## start Selected text

Pange lingua gloriosi à 4

Johannes Urrede (fl. 1451–ca. 1482)

Missa pro defunctis à 4

Cristobal de Morales (ca. 1500–1553)

     Introitus

 

     Kyrie

 

 

 

Cum beatus Ignatius à 5

Tomás Luis de Victoria (1548–1611)

O lux et decus hispaniae à 5

Victoria

 

 

Incipit Lamentatio Jeremiae à 5

Victoria

Pange lingua gloriosi (more hispano) à 4

 

 

 

Intermission

 

 

 

Una hora non potuisti à 4

Victoria

Aleph. Ego vir videns à 6

 

 

 

Tenebrae factae sunt à 4

Victoria

Incipit Oratio Jeremiae à 8

 

 

 

O vos omnes à 4

Victoria

 

 

Lauda Sion salvatorem à 8

Victoria

 


 

Wednesday, June 18, 2008 at 7:30pm

First Lutheran Church of Boston

299 Berkeley Street

 

Sarah Bellott, Lydia Brotherton,

Shannon Canavin & Teresa Wakim, soprano

Thea Lobo & Martin Near, alto

Jason McStoots & Steven Soph, tenor

Brian Church & Ulysses Thomas, bass


Eric Rice, conductor

 


Notes on the Program & Translations

 

Although Tomás Luis de Victoria (ca. 1548–1611) is identified as a Spanish composer, it is arguably his association with Rome that has contributed most substantially to his acclaim both during his lifetime and in the present day. Until Spanish Renaissance music began to attract renewed attention in the 1980s and 1990s (spurred on in part by the quincentenary of Columbus’s voyage to the Americas), Victoria’s Spanish origins were simply mentioned as a biographical fact, and Spanish elements of his work were not identified. In part this is because such identification is difficult: first, the style of the late sixteenth century is a remarkably international one that blends the dense counterpoint favored in the Low Countries with the simple homophonic textures of Italy; second, Victoria completely understood and adopted the style of Palestrina, employing it in the service of the Roman liturgical tradition. But Victoria occasionally appropriated Spanish plainchant melodies as the basis for compositions in certain contexts, labeling some of the pieces employing these melodies more hispano (“in the Spanish manner”); both the context in which he did so and the history of the melodies he appropriated reflect the role of Spanish identity in his music and of thriving Spanish liturgical traditions in sixteenth-century Rome. Our concert presents some early manifestations of “Spanishness” in music by Johannes Urrede (fl. 1451–ca. 1482), a Flemish composer active in Spain, and Cristobal de Morales (ca. 1500–1553), who preceded Victoria as a well-known Spanish composer based in Rome. The program continues with selections from Victoria’s output, with particular emphasis on music for Holy Week. Victoria’s achievement is not only reflected in the suppleness of his ethereal counterpoint, but in the fact that he satisfied both the powerful Spanish “nation” living in Rome and other Romans who abhorred Spanish practices.

## end Selected text
## start Exercise data

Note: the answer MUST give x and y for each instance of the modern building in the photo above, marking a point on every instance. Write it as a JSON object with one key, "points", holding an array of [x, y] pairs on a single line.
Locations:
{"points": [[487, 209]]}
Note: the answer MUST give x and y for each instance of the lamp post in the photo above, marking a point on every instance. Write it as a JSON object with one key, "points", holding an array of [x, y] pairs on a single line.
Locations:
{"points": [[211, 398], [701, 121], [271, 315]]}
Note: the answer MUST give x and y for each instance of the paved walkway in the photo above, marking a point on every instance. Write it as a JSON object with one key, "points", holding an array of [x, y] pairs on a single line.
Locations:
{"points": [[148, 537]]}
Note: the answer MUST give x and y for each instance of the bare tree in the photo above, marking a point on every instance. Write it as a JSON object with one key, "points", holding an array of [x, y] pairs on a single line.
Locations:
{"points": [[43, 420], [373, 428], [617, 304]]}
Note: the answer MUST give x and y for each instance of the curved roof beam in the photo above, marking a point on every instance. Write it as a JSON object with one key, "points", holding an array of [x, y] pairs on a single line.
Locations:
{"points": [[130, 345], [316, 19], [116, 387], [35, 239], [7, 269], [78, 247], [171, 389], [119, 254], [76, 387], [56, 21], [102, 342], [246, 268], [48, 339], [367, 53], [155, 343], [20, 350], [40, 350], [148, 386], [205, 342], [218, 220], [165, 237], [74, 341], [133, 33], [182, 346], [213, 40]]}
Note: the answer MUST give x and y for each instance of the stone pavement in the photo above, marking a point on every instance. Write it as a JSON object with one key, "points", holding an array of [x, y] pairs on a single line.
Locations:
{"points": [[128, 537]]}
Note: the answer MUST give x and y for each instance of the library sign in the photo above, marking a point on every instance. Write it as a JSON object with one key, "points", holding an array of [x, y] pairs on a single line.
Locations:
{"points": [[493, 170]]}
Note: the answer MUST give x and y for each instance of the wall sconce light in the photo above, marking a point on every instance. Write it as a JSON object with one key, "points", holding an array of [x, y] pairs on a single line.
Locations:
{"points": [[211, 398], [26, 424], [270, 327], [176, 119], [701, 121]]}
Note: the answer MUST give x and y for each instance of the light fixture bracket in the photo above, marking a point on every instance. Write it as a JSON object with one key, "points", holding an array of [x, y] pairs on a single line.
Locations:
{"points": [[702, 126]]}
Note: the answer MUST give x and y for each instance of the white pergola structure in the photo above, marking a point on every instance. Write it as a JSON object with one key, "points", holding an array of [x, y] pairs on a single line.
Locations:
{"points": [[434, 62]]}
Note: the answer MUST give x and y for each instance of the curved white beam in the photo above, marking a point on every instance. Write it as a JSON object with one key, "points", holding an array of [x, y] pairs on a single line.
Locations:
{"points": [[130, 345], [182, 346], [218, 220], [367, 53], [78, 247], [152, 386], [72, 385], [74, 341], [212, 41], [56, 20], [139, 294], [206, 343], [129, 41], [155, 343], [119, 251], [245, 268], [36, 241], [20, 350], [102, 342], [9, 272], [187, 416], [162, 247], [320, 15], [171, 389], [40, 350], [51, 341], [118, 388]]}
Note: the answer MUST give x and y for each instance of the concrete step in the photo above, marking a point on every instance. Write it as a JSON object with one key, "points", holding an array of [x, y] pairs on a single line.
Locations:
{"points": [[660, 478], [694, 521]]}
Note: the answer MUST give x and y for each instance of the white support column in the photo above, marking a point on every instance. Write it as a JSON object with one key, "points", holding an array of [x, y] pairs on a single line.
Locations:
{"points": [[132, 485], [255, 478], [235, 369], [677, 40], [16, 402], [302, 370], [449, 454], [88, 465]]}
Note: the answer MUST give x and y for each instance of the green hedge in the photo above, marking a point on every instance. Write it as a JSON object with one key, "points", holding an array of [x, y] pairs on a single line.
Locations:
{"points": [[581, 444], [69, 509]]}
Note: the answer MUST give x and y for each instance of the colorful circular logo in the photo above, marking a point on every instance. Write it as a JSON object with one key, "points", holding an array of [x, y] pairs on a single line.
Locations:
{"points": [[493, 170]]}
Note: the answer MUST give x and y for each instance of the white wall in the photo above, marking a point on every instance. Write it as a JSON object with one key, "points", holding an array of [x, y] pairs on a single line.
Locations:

## end Exercise data

-- What is asked --
a - In the concert program, what does the label more hispano mean?
b - How many lines of the records contain the string "bracket"? Give only the number.

-- Solutions to each task --
a - It means "in the Spanish manner."

b - 1